#### Reading text ####

China is refusing to allow a Taiwanese businessman, who attended pro-democracy protests in Hong Kong, to leave the country even though he was freed from prison last year.

An article in Taiwanese newspaper The Liberty Times said Beijing has imposed an exit ban on Morrison Lee because in addition to 22-months in jail, he was also sentenced to two years deprivation of political rights on charges of spying. According to the newspaper, Lee should be allowed to leave in 2023.

Lee disappeared in August 2019 from Shenzhen in southern China shortly after he had taken part in anti-extradition protests in Hong Kong. He was held under China’s secret jail system, Residential Surveillance at a Designated Location (RSDL), and later appeared as one of several Taiwanese giving forced confessions on state television broadcaster CCTV. Lee was tried in secret, accused of espionage, based on photos he took of military drills in Shenzhen. However better quality photo and video of the same scene were also published on Chinese media, indicating that his prosecution was politically-motivated.

Lee’s case has attracted media attention because another Taiwanese activist, Lee Ming-che, was recently allowed to return home to Taiwan after finishing his five-year prison term even though he was also sentenced to two years deprivation of political rights. Indeed, in the weeks leading up to his release, human rights groups were worried that China would weaponize the deprivation of political rights to prevent him from coming home.

The two Lees are not the only ones. In 2020, China said it captured over 100 Taiwanese spies and although there are doubts about that claim, human rights groups are aware of at least three other Taiwanese -- Shih Cheng-ping, Tsai Chin-shu and Cheng Yu-chin -- who were also jailed in China on spying charges.

#### Raw data ####

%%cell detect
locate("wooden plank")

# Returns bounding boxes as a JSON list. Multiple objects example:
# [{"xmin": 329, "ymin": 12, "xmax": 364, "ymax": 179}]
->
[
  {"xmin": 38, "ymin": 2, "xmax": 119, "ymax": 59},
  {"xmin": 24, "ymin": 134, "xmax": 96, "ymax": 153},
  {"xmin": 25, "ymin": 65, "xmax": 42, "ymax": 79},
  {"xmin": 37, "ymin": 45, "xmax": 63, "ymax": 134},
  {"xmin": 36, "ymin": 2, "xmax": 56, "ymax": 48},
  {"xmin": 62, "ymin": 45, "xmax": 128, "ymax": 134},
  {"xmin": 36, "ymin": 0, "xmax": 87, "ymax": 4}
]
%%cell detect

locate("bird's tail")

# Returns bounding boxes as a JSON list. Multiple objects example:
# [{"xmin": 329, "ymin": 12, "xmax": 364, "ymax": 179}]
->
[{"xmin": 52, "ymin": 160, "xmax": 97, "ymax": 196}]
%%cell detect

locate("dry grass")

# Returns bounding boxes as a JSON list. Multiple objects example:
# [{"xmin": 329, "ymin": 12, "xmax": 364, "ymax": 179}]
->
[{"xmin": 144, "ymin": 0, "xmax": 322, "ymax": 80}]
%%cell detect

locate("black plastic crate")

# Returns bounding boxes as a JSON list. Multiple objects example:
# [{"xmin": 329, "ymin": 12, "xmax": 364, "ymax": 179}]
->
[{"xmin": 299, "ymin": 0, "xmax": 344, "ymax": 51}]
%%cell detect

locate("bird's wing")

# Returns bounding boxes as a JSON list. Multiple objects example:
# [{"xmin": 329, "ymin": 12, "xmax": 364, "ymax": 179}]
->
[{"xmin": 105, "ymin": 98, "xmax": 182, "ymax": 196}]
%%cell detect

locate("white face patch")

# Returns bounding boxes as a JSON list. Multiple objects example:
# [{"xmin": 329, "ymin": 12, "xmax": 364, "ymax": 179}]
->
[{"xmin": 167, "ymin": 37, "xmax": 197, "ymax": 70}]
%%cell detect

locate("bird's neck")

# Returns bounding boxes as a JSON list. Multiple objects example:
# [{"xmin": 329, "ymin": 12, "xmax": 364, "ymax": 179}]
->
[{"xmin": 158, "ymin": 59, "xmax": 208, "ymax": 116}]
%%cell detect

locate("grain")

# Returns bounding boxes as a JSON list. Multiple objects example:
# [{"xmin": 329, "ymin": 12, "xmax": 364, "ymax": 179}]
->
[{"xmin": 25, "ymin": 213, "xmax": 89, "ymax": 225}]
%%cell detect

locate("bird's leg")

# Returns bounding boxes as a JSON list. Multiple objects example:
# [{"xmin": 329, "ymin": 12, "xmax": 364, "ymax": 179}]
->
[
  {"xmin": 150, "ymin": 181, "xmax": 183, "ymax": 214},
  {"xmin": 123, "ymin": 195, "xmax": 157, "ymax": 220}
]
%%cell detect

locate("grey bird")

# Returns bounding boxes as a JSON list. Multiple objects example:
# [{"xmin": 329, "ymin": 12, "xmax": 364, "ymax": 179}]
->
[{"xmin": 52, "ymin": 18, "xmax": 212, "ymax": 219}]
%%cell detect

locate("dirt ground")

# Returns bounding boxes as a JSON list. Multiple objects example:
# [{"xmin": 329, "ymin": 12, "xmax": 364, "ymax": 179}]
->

####

■ Tasks and exercises
1. Name every Taiwanese person the passage about Morrison Lee identifies by name.
2. Set down the passage about Morrison Lee word for word, from "China is refusing" to "prison last year.".

■ Answers given
1. Morrison Lee, Lee Ming-che, Shih Cheng-ping, Tsai Chin-shu, Cheng Yu-chin

2.
China is refusing to allow a Taiwanese businessman, who attended pro-democracy protests in Hong Kong, to leave the country even though he was freed from prison last year.